> _EXTRACT TO READ_
*** Block opens ***

First I had to find British dramas on Netflix to fill my Downton Abby void, now that I’ve watched all of season two of Netflix’s House of Cards I’ve been on the hunt for other great political dramas to watch while I wait for season three to be released. If you’re caught in the same dilemma you might want to checkout these 8 political films and television series, some of which I have watched an others that are on my list.
House of Cards (BBC 3 part miniseries)
Of course my first fall back while waiting on the Netflix series is the BBC original series. The stories are obviously similar but with the variance of British politics versus US politics. My first love was the BBC version but now that I’ve gone through two seasons on Netflix I’m torn between which is my favourite. Each has its merits and downfalls.
Enemy of the State (1998 movie)
This is a little more action-oriented political drama involving congressmen, NSA agents, spy gadgets, personal and political gain. Of course having Gene Hackman and Will Smith as the lead characters made it entertaining to watch.
Iron Lady (2011 movie)
Like House of Cards dealt with the rise of Congressman Underwood’s rise to the Presidency, Iron Lady looks at Margaret Thatcher’s rise to British Prime Minister. Funny enough, the original House of Cards explores Chief Whip Francis Urquhart’s rise (and subsequent fall) to the role of Prime Minister after Thatcher. As the Iron Lady is suppose to be somewhat biographical, I’m not sure how much conniving and bed jumping you see in this film compared to the totally dramatized House of Cards but that doesn’t mean it won’t be a great political drama worth watching. It’s certainly on my movie night list.
Page Eight (2011 movie)
I haven’t yet seen this movie but after watching Bill Nighy as a hitman in Wild Target (a great movie that sadly isn’t on Netflix Canada) I was intrigued to see him in Page Eight. A long time MI5 employee (Nighy), a sensitive file, and the secrets the British Prime Minister wants to keep makes for an interesting hour and a half of television viewing.
MI5 (Spooks) (10 seasons)
Government sanctioned secret spy agencies are always intriguing to me. MI5 deals with the role of Britain’s spy agency in protecting the country from terrorism and espionage. The cast has changed over the years, loosing some of my favourites, but I am always hooked when I watch this show.
The Hour (2 seasons)
My husband and I stumbled upon The Hour under related shows (a feature I love about Netflix Canada). I was drawn to the show because Dominic West (from The Wire) is one of the main characters. The six-part mini series spreads over two seasons. The Hour is the name of the journalistic television show that takes place in the 60’s. It’s interesting to see the control the government has in what is reported and the secrets. This was definitely a binge watch for me.
Tinker, Tailor, Soldier, Spy (2011 movie, remake)
I am a big fan of the original 1979 mini-series with Alex Guinness but the 2011 remake is just as entertaining and suspenseful. It is another great political spy drama involving MI6, a mole, and double agents during the cold war. There are so many great actors in this film too, including Gary Oldman (an amazingly versatile actor in my books), Colin Firth, and Benedict Cumberbach.
Homeland (2 seasons)
I just finished watching season two of this series on Netflix Canada. Like the Manchurian Candidate, of which you’ll find the 2004 remake movie also on Netflix Canada, the concept of a prisoner of war brain washed into performing terrorist acts is the premise behind Homeland. The series does a great job seconding guessing your conclusions causing you to question which guys are the real bad guys, including the American government.
Hopefully these shows will fill my time (and yours) until season 3 of Netflix’s House of Cards airs.

*** Block closes ***

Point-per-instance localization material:

*** Block opens ***

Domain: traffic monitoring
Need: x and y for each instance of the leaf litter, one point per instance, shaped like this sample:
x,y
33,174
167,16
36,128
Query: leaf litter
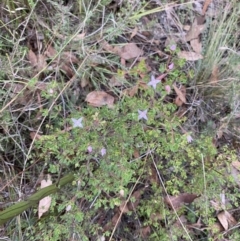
x,y
127,52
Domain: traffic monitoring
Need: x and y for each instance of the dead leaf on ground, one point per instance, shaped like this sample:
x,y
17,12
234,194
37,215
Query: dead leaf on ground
x,y
79,36
214,76
178,201
235,173
116,81
69,57
226,220
196,45
130,91
137,194
181,95
99,98
196,28
130,51
14,87
190,56
112,223
205,6
45,203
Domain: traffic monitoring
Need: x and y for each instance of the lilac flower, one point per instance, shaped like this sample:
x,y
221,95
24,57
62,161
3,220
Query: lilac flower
x,y
168,89
173,47
189,139
103,151
89,149
170,66
68,208
142,114
153,82
77,122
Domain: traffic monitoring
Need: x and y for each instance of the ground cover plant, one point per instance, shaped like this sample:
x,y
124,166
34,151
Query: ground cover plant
x,y
119,120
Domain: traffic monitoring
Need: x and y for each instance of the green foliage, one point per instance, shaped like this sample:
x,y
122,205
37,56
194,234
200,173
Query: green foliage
x,y
100,178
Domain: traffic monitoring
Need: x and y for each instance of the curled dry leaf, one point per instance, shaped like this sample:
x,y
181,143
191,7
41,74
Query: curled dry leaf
x,y
45,203
196,28
190,56
69,57
99,98
178,201
226,220
130,51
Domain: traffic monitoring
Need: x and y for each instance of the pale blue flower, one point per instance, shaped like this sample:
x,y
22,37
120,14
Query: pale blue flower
x,y
142,114
77,122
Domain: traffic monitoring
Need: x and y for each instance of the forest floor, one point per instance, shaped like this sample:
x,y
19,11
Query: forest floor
x,y
135,103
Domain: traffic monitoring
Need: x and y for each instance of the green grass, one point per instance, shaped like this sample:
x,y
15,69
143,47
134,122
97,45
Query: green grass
x,y
115,195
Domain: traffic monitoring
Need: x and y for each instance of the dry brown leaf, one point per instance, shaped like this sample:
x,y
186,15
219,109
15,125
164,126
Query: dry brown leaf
x,y
214,76
130,91
116,81
196,29
50,52
235,174
130,51
178,201
196,45
99,98
205,6
14,87
181,95
45,203
190,56
79,36
69,57
32,57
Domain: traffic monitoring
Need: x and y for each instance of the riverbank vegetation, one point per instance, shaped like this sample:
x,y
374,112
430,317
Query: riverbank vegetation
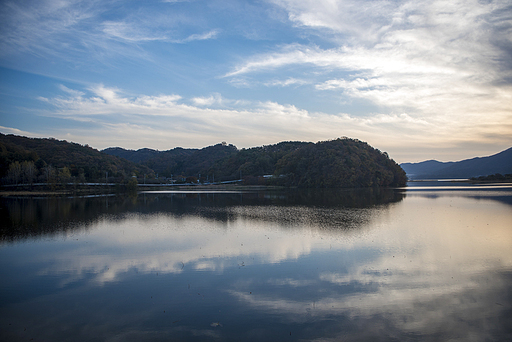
x,y
339,163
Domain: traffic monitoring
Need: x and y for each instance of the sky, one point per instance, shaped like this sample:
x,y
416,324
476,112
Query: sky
x,y
417,79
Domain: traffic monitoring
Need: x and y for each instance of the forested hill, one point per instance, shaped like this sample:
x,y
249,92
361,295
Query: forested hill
x,y
40,159
336,163
500,163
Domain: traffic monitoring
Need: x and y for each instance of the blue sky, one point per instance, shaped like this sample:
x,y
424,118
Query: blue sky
x,y
418,79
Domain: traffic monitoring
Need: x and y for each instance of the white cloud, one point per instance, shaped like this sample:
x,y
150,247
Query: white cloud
x,y
166,121
287,82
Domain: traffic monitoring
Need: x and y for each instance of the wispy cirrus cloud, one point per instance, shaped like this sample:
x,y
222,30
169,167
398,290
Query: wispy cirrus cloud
x,y
118,117
75,30
429,59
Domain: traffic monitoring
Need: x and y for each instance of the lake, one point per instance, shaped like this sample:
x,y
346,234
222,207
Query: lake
x,y
426,262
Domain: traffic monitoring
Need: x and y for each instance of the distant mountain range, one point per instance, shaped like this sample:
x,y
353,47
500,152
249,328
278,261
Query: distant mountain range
x,y
339,163
481,166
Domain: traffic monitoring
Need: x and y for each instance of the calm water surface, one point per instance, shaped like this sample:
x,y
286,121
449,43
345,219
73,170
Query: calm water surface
x,y
423,263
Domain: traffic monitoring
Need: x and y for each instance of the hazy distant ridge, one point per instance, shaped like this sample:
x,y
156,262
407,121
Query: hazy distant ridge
x,y
480,166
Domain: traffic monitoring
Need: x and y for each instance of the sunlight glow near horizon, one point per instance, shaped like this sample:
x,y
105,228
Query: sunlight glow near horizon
x,y
417,79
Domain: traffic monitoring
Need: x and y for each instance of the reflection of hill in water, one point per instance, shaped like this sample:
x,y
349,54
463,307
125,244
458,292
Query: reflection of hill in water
x,y
25,217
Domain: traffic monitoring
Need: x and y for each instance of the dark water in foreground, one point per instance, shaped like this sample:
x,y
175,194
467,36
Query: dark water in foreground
x,y
427,263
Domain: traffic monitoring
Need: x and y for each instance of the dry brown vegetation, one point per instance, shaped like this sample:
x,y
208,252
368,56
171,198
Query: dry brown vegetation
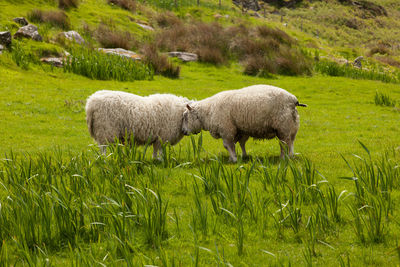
x,y
389,61
380,48
160,63
167,19
109,37
66,4
261,49
55,18
125,4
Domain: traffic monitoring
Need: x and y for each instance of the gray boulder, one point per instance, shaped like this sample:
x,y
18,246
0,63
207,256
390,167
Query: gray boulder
x,y
21,21
5,38
247,4
184,56
29,31
73,36
121,52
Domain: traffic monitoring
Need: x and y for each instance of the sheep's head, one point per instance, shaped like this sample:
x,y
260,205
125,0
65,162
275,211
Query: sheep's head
x,y
191,123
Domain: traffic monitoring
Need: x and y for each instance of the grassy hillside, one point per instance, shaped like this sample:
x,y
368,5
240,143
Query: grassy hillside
x,y
335,203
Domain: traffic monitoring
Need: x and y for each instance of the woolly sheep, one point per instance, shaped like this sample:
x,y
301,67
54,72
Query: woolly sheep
x,y
156,118
259,111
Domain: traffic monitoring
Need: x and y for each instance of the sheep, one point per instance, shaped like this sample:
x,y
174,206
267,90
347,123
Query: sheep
x,y
153,119
258,111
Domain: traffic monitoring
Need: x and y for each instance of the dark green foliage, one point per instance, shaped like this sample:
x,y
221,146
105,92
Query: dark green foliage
x,y
160,63
101,66
55,18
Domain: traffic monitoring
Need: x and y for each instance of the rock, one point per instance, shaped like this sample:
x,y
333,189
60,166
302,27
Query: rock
x,y
357,62
5,38
21,21
29,31
371,9
247,4
73,36
218,16
55,61
184,56
146,27
121,52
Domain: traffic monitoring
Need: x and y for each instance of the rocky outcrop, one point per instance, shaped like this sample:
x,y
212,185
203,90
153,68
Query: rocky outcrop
x,y
184,56
29,31
5,38
21,21
247,4
73,36
121,52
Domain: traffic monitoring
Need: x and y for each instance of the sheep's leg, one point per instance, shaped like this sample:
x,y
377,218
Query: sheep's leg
x,y
287,147
230,146
242,143
156,148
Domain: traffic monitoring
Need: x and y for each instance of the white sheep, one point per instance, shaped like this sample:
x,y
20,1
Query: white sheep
x,y
259,111
156,118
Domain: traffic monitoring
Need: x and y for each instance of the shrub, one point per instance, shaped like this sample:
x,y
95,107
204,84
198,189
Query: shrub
x,y
389,61
101,66
167,19
206,40
66,4
55,18
125,4
380,48
111,38
261,49
160,63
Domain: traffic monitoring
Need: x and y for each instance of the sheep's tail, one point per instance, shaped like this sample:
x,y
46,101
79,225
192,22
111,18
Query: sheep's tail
x,y
300,104
90,121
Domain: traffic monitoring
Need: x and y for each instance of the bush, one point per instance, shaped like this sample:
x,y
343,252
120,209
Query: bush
x,y
125,4
380,48
160,63
389,61
66,4
261,49
55,18
167,19
111,38
101,66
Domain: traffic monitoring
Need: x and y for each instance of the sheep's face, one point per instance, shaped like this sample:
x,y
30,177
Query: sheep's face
x,y
191,123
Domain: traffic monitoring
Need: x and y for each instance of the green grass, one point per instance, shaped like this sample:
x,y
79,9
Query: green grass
x,y
62,202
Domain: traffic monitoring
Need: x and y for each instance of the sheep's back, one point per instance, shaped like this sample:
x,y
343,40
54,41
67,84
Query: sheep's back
x,y
258,111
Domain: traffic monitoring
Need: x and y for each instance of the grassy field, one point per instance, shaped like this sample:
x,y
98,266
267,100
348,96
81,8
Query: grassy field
x,y
334,204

*** Block closes ***

> _WORK ITEM A_
According to the article on political dramas, in what decade does The Hour take place?
> _WORK ITEM B_
Do these statements agree with the article on political dramas? Answer yes or no for each, quoting the deciding words. (i) The writer has already seen Page Eight. (ii) Gene Hackman and Will Smith play the lead characters in Enemy of the State. (iii) The six-part mini series The Hour spreads over two seasons.
> _WORK ITEM C_
Reproduce the article on political dramas word for word, from "I am a big fan" up to and including "Homeland (2 seasons)".
None of the material is needed here.

> _WRITTEN REPLY A_
The 60's.

> _WRITTEN REPLY B_
(i) No: "I haven’t yet seen this movie"
(ii) Yes: "having Gene Hackman and Will Smith as the lead characters"
(iii) Yes: "The six-part mini series spreads over two seasons."

> _WRITTEN REPLY C_
I am a big fan of the original 1979 mini-series with Alex Guinness but the 2011 remake is just as entertaining and suspenseful. It is another great political spy drama involving MI6, a mole, and double agents during the cold war. There are so many great actors in this film too, including Gary Oldman (an amazingly versatile actor in my books), Colin Firth, and Benedict Cumberbach.
Homeland (2 seasons)